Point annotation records
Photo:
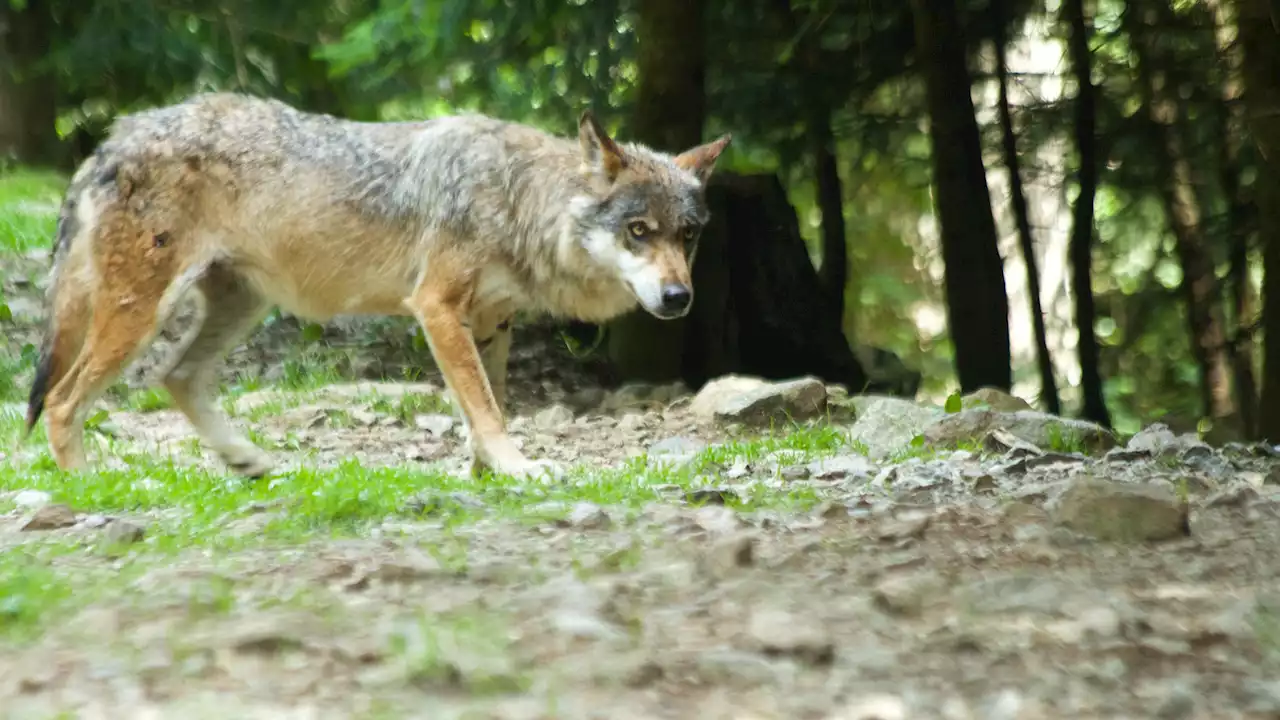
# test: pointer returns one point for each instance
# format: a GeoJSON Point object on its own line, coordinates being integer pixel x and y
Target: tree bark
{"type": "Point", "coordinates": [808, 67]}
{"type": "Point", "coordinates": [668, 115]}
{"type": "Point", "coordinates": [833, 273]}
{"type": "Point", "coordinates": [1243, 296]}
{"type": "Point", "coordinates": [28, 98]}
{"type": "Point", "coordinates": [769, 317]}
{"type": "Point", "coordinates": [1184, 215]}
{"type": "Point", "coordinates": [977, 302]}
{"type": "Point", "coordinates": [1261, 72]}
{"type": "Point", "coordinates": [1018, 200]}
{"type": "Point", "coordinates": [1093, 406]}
* * *
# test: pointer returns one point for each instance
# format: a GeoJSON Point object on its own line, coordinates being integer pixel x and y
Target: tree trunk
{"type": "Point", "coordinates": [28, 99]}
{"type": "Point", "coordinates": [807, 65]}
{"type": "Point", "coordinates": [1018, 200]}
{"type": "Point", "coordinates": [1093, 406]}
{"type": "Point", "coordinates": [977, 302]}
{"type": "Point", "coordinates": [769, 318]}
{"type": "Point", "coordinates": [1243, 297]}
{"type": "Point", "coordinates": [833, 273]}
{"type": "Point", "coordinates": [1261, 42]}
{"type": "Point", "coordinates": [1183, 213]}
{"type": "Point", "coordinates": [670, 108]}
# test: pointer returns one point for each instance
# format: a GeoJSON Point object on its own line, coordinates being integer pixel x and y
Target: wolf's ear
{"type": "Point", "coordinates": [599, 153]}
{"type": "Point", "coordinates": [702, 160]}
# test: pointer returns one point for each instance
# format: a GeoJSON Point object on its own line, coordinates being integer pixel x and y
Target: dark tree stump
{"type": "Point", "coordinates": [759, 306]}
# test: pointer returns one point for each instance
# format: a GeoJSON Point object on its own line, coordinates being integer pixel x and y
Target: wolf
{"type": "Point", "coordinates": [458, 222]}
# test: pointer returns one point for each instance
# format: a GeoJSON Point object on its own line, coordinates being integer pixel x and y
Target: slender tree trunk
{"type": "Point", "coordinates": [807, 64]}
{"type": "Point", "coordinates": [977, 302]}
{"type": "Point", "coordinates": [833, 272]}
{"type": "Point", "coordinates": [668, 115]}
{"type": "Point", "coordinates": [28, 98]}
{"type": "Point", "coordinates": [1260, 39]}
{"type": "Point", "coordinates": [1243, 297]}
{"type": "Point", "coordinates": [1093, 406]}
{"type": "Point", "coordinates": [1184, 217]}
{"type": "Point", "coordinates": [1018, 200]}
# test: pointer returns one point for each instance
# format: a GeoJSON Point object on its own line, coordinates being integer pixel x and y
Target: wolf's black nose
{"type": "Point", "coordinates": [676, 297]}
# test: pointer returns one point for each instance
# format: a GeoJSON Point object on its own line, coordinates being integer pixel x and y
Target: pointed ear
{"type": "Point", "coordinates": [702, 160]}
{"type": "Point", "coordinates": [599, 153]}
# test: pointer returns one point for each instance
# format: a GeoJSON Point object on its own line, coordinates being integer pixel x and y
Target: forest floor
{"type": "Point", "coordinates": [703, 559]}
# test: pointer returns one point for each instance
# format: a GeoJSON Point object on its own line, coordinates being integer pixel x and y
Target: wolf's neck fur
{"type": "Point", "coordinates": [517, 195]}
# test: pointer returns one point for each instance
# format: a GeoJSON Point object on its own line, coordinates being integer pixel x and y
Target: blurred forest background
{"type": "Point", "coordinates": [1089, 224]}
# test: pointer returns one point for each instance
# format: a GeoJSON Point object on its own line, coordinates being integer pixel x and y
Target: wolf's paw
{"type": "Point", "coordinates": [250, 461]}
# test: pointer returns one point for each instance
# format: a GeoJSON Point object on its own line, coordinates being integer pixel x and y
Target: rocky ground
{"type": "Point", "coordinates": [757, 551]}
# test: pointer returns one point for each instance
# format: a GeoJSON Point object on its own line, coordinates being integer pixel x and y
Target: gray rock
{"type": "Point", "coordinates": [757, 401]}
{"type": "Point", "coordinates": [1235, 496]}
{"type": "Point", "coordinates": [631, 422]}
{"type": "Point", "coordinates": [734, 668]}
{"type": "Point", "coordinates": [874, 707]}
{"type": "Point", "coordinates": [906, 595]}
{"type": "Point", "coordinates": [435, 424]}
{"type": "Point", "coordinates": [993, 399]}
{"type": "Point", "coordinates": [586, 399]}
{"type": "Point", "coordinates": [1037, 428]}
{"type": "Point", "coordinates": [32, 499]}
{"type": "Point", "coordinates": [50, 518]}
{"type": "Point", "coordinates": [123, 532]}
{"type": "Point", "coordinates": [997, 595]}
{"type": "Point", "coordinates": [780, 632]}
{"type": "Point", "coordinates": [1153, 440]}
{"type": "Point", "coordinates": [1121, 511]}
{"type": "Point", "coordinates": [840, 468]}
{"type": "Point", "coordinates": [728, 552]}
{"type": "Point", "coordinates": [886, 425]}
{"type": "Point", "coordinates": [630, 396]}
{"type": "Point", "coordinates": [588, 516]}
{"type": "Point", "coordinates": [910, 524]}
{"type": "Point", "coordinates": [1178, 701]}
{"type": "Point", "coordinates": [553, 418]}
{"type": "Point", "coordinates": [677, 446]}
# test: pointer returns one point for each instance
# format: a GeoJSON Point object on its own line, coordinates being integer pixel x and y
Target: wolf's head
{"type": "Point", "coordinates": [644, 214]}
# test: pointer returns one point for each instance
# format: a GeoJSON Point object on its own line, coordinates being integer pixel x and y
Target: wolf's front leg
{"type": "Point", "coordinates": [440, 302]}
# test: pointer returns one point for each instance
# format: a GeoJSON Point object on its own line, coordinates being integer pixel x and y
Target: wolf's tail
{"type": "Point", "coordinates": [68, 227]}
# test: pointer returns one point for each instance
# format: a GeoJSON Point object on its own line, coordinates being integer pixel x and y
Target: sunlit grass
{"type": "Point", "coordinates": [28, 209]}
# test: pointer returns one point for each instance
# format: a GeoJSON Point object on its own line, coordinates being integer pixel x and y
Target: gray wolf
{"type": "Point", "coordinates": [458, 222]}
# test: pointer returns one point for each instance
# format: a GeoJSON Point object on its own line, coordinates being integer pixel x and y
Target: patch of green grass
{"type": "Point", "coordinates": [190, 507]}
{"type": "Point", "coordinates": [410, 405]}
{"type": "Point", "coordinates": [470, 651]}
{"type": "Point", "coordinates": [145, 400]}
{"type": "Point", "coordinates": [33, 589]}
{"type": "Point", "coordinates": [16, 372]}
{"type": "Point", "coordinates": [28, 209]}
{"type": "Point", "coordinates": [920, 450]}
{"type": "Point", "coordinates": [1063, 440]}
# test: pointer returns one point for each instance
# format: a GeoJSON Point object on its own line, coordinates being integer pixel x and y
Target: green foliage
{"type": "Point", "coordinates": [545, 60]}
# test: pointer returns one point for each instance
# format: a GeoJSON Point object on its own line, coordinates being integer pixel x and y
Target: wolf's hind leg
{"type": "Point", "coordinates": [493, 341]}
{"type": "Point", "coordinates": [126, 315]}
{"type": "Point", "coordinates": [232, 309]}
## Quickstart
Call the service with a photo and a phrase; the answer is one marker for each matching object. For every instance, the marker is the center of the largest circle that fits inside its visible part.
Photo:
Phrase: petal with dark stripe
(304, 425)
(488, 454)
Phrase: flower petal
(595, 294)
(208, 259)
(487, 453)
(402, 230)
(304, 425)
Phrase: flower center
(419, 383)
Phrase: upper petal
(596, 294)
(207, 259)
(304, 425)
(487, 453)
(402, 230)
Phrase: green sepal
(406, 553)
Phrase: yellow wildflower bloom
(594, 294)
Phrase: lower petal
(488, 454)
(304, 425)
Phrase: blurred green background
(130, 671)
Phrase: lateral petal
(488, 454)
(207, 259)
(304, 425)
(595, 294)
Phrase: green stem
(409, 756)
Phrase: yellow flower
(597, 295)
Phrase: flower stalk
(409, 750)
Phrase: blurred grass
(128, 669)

WORK TO DO: Report every line in the items that contains the word "petal", copying each line in full.

RESULT:
Phrase: petal with dark stripe
Phrase: flower petal
Phrase: upper petal
Phrase: lower petal
Phrase: lateral petal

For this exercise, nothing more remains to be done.